◆ **STATED PROBLEM 1**: In the excerpt on Kansas air quality permits, by what dates did states have to send EPA the SIP revisions for the PM2.5 permitting part of section 110(a)(2)(C)?
◆ **STATED PROBLEM 2**: Carry on the excerpt on Kansas air quality permits from the point where it stops.

◆ **EXCERPT TO READ**:
****************************************

Kansas also has a program approved by EPA as meeting the requirements
of Part C, relating to prevention of significant deterioration of air
quality. In order to demonstrate that Kansas has met this sub-element,
this PSD program must cover requirements for not just PM2.5,
but for all other regulated NSR pollutants as well. To implement the
PSD permitting component of section 110(a)(2)(C) for the 1997 and 2006
PM2.5 NAAQS, states were required to submit the necessary
SIP revisions to EPA by May 16, 2011, and July 20, 2012, pursuant to
EPA's NSR PM2.5 Implementation Rule (2008 NSR Rule), (73 FR
28321, May 16, 2008), and EPA's PM2.5 Increment--Significant
Impact Levels (SILs)--Significant Monitoring Concentration (SMC) rule,
(75 FR 64864, October 20, 2010). As described in section IV above, the
January 4, 2013, court decision remanding the 2008 rule does not impact
the EPA's action as to this element.
The 2008 NSR Rule finalized several new requirements for SIPs to
address sources that emit direct PM2.5 and other pollutants
that contribute to secondary PM2.5 formation. One of these
requirements is for NSR permits to address pollutants responsible for
the secondary formation of PM2.5, otherwise known as
precursors. In the 2008 NSR Rule, EPA identified precursors to
PM2.5 for the PSD program to include sulfur dioxide
(SO2) and nitrogen oxide (NOX) (unless the state
demonstrates to the Administrator's satisfaction or EPA demonstrates
that NOX emissions in an area are not a significant
contributor to that area's ambient PM2.5 concentrations)

****************************************

◆ **DATA LINES**:
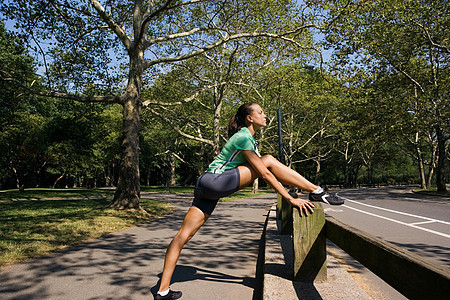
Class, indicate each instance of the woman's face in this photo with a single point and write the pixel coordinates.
(257, 117)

****************************************

◆ **OUTPUT 1**: May 16, 2011, and July 20, 2012.

◆ **OUTPUT 2**:
(see 73 FR 28325). The 2008 NSR Rule also specifies that volatile
organic compounds (VOCs) are not considered to be precursors to
PM2.5 in the PSD program unless the state demonstrates to
the Administrator's satisfaction or EPA demonstrates that emissions of
VOCs in an area are significant contributors to that area's ambient
PM2.5 concentrations. The specific references to
SO2, NOX, and VOCs as they pertain to secondary
PM2.5 formation are codified at 40 CFR 51.166(b)(49)(i)(b)
and 40 CFR 52.21(b)(50)(i)(b). The deadline for states to submit SIP
revisions to their PSD programs incorporating these new requirements
was May 16, 2011 (73 FR 28341).
As part of identifying pollutants that are precursors to
PM2.5, the 2008 NSR Rule also revised the definition of
``significant'' as it relates to a net emissions increase or the
potential of a source to emit pollutants. Specifically, 40 CFR
51.166(b)(23)(i) and 40 CFR 52.21(b)(23)(i) define ``significant'' for
PM2.5 to mean the following emissions rates: 10 tons per
year (tpy) of direct PM2.5; 40 tpy of SO2; and 40
tpy of NOX (unless the state demonstrates to the
Administrator's satisfaction or EPA demonstrates that NOX
emissions in an area are not a significant contributor to that area's
ambient PM2.5 concentrations).
Another provision of the 2008 NSR Rule requires states to account
for gases that could condense to form particulate matter, known as
condensables, for applicability determinations and in establishing
emission limits for PM2.5 and PM10 \8\ in NSR
permits. EPA provided that states were required to account for
PM2.5 and PM10 condensables beginning on or after
January 1, 2011. This requirement is currently codified in 40 CFR
51.166(b)(49)(i)(a) and 40 CFR 52.21(b)(50)(i)(a). Revisions to states'
PSD programs incorporating the inclusion of condensables were required
to be submitted to EPA by May 16, 2011 (73 FR at 28341).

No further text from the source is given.